- How to complete this task:
Repeat each record word for word.

□ □ □ □ □

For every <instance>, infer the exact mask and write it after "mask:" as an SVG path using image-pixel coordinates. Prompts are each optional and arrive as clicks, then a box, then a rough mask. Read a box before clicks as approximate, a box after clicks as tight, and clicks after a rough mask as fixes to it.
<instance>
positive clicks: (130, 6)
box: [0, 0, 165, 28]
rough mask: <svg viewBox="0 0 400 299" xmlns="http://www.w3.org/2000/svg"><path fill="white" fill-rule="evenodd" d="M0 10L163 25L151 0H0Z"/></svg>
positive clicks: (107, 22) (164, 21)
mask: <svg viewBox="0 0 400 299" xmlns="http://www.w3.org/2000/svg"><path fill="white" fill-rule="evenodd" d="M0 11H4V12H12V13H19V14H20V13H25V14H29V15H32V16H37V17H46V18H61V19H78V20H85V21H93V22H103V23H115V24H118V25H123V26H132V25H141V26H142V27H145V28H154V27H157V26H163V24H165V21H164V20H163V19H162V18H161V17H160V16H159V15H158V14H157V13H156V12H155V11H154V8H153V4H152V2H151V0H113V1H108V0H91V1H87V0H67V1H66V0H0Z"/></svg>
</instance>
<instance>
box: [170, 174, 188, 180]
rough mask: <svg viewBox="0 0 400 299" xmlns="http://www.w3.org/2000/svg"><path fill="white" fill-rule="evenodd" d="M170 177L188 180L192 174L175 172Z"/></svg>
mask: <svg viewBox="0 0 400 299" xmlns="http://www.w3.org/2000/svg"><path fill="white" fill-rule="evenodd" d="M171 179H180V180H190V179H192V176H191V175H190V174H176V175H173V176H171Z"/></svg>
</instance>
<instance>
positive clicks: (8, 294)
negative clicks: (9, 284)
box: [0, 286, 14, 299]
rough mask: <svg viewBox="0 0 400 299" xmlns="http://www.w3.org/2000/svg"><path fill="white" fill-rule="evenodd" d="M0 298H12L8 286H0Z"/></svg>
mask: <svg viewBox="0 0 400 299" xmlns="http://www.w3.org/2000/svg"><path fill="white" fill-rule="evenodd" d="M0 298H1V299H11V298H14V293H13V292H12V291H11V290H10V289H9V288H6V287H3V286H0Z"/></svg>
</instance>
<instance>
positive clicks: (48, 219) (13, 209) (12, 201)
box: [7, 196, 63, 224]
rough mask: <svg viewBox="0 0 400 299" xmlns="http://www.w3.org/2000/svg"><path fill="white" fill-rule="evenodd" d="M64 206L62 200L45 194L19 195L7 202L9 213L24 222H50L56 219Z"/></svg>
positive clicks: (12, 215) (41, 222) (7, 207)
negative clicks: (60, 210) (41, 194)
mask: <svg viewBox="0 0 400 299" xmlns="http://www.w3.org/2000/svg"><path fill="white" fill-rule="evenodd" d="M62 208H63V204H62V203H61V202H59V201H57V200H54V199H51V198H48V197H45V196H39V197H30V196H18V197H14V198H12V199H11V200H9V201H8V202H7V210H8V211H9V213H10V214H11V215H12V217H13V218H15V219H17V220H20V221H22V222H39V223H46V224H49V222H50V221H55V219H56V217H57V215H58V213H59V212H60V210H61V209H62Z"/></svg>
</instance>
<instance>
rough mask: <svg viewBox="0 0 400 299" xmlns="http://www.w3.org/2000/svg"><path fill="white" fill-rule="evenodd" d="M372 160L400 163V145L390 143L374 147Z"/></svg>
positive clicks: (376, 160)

□ □ □ □ □

- Result of the exercise:
For every <instance>, infer the exact mask and write it after "mask:" as an SVG path using image-pixel coordinates. Prompts are each optional and arrive as clicks, then a box, then a rough mask. Read a box before clicks as approximate, a box after clicks as tight, and clicks after a rough mask as fixes to it.
<instance>
positive clicks: (130, 6)
box: [0, 0, 165, 28]
rough mask: <svg viewBox="0 0 400 299" xmlns="http://www.w3.org/2000/svg"><path fill="white" fill-rule="evenodd" d="M0 10L163 25L151 0H0Z"/></svg>
positive clicks: (107, 22) (164, 21)
mask: <svg viewBox="0 0 400 299" xmlns="http://www.w3.org/2000/svg"><path fill="white" fill-rule="evenodd" d="M0 11H4V12H12V13H19V14H20V13H25V14H29V15H32V16H37V17H46V18H61V19H78V20H85V21H93V22H103V23H115V24H118V25H123V26H132V25H141V26H142V27H145V28H154V27H157V26H163V24H165V21H164V20H163V19H162V18H161V17H160V16H159V15H158V14H157V13H156V12H155V11H154V8H153V4H152V2H151V0H113V1H108V0H91V1H87V0H67V1H66V0H0Z"/></svg>
</instance>
<instance>
box: [170, 174, 188, 180]
rough mask: <svg viewBox="0 0 400 299" xmlns="http://www.w3.org/2000/svg"><path fill="white" fill-rule="evenodd" d="M170 177L188 180L192 174L175 172Z"/></svg>
mask: <svg viewBox="0 0 400 299" xmlns="http://www.w3.org/2000/svg"><path fill="white" fill-rule="evenodd" d="M171 179H180V180H190V179H192V176H191V175H190V174H176V175H173V176H171Z"/></svg>
</instance>
<instance>
positive clicks: (8, 294)
negative clicks: (9, 284)
box: [0, 286, 14, 299]
rough mask: <svg viewBox="0 0 400 299" xmlns="http://www.w3.org/2000/svg"><path fill="white" fill-rule="evenodd" d="M0 298H12L8 286H0Z"/></svg>
mask: <svg viewBox="0 0 400 299" xmlns="http://www.w3.org/2000/svg"><path fill="white" fill-rule="evenodd" d="M0 298H1V299H11V298H14V293H13V292H12V291H11V290H10V289H9V288H6V287H3V286H0Z"/></svg>
</instance>
<instance>
positive clicks: (48, 219) (13, 209) (12, 201)
box: [7, 196, 63, 224]
rough mask: <svg viewBox="0 0 400 299" xmlns="http://www.w3.org/2000/svg"><path fill="white" fill-rule="evenodd" d="M64 206L62 200L45 194L19 195L7 202L9 213L24 222H50L56 219Z"/></svg>
positive clicks: (12, 215) (41, 222) (7, 207)
negative clicks: (60, 210) (41, 194)
mask: <svg viewBox="0 0 400 299" xmlns="http://www.w3.org/2000/svg"><path fill="white" fill-rule="evenodd" d="M62 208H63V204H62V203H61V202H59V201H57V200H54V199H51V198H48V197H45V196H39V197H30V196H18V197H14V198H12V199H11V200H9V201H8V202H7V210H8V211H9V213H10V214H11V215H12V217H13V218H15V219H17V220H20V221H22V222H39V223H46V224H49V222H50V221H55V219H56V217H57V215H58V213H59V212H60V210H61V209H62Z"/></svg>
</instance>
<instance>
rough mask: <svg viewBox="0 0 400 299" xmlns="http://www.w3.org/2000/svg"><path fill="white" fill-rule="evenodd" d="M372 160L400 163V145L390 143L374 147Z"/></svg>
positive clicks: (376, 160)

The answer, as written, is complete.